— Try it —
In the article on running ONNX models on GPUs, by what factor did the GPU improve the image-upscaling model's performance?

— Passage for review —
◇ ◇ ◇
I wrote an article on how you can improve neural network inference performance by switching from TensorFlow to ONNX runtime. But now UbiOps also supports GPU inference. We all know GPU’s can improve performance a lot but how do you-get your ONNX model running on a GPU? And should I run all of my neural networks on GPU’s because it’s better? In this article I will look into exactly that.
For this article I used a model that can upscale images. It is available on the ONNX model zoo, a place where you can get pretrained models in ONNX format. The model is already pretty fast, however I have found that running it on a GPU can improve performance by a factor of two.
Because GPU’s for inference are not available on the free version of UbiOps. You can also test this on your local machine as long as you have a GPU and a working CUDA (Compute Unified Device Architecture) 11 installation, but that is out of the scope of this article. You will have to search for installation instructions yourself. If you have CUDA installed though you could use this to test the deployments locally.
Getting the models on UbiOps
I made a notebook and an importable zip so that you can reproduce my experiment exactly. If you run the cells under the header “Getting the models on UbiOps” everything will be setup for you (The notebook will explain itself).
But I also wanted to explain quickly how to do this manually. Say you have a UbiOps deployment that uses ONNX and you now want to accelerate it using a GPU? Well the only thing you have to do is create a new version and select a language that contains a version of CUDA.
◇ ◇ ◇
— Data supplied —

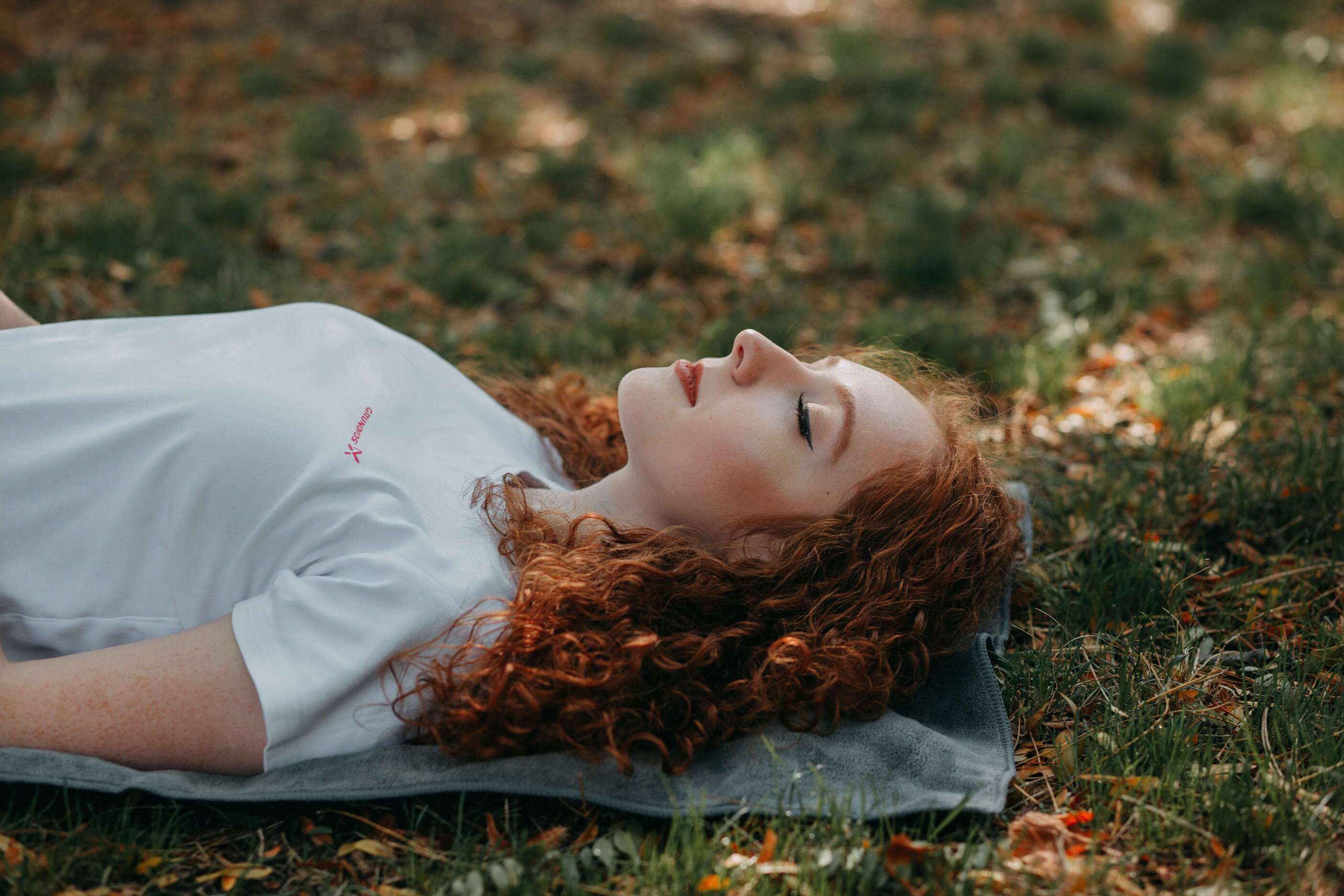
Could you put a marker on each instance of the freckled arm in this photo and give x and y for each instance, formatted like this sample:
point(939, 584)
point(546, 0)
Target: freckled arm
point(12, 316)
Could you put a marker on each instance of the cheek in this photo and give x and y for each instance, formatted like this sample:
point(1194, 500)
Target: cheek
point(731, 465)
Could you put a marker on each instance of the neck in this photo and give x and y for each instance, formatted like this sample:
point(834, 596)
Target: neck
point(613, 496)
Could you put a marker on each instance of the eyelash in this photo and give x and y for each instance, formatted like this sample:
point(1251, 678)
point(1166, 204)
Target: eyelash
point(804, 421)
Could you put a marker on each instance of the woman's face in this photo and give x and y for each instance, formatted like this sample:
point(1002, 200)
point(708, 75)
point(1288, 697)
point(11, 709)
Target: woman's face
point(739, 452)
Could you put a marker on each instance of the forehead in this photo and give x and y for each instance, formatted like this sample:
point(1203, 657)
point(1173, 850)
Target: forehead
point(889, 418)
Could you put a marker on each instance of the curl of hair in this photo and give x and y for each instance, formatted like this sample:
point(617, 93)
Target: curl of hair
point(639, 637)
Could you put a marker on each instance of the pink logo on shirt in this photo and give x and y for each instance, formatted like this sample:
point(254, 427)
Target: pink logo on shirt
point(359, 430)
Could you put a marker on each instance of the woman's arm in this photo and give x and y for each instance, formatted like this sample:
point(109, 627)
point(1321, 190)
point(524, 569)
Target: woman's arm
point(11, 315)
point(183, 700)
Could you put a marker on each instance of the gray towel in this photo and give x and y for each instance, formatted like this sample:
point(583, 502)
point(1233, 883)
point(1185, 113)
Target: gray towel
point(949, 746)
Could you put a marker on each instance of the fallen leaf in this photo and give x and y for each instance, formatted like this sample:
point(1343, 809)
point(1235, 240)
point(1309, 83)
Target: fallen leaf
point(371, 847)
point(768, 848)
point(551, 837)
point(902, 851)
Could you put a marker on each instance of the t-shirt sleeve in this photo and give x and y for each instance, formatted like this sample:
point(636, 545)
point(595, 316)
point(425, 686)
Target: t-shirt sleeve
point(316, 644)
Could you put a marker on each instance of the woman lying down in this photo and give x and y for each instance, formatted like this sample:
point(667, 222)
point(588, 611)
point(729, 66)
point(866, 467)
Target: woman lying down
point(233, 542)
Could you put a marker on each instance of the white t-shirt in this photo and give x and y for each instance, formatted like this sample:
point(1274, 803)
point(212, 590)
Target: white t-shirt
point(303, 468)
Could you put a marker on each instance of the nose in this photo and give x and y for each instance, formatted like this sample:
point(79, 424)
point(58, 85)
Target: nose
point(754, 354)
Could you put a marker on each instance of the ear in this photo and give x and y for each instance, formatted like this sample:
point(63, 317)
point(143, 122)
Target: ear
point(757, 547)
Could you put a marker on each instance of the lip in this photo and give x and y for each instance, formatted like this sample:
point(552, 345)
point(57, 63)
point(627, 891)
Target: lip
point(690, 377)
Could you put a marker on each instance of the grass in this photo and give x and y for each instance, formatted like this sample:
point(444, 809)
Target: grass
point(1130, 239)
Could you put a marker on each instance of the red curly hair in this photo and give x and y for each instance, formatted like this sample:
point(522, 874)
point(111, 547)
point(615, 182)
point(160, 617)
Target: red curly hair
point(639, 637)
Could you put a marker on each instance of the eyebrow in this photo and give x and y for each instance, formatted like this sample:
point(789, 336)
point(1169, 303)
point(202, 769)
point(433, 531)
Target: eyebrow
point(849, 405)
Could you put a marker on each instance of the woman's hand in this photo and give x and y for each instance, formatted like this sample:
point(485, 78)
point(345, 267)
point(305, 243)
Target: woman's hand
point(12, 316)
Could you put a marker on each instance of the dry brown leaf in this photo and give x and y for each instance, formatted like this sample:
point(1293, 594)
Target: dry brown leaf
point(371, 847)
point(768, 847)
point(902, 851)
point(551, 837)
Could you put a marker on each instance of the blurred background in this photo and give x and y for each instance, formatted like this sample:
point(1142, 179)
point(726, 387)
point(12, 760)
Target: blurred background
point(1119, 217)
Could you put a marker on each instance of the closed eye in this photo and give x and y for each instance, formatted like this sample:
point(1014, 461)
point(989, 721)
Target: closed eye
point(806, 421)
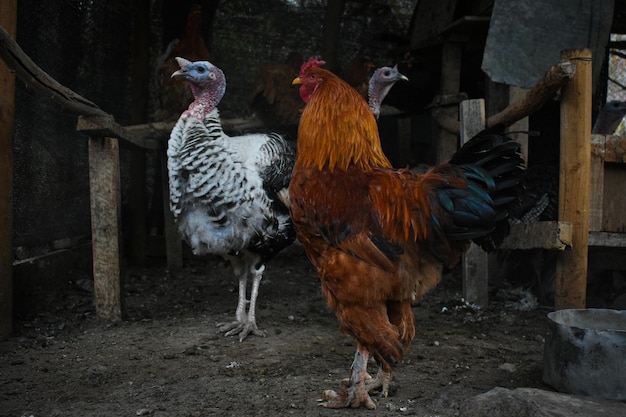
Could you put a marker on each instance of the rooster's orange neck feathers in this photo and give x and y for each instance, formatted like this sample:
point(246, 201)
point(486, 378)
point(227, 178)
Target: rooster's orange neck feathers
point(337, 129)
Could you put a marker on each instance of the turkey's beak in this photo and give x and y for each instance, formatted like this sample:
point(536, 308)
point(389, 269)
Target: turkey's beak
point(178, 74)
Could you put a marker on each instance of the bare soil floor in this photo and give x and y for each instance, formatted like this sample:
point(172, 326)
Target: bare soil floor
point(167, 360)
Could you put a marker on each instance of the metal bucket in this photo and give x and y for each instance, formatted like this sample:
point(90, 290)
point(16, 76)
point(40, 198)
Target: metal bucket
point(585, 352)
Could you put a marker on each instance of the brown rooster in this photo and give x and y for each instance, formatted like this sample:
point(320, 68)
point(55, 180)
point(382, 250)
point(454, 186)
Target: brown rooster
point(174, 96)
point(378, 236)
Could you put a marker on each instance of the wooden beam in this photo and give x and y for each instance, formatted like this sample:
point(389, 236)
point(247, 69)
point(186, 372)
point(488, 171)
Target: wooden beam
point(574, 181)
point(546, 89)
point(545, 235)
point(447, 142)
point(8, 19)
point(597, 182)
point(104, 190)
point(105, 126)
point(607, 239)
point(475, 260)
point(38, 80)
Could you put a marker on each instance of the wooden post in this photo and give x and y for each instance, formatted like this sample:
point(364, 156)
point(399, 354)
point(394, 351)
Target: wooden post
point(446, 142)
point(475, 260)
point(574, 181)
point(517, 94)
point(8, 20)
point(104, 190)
◇ ◇ ◇
— Answer space —
By a factor of two.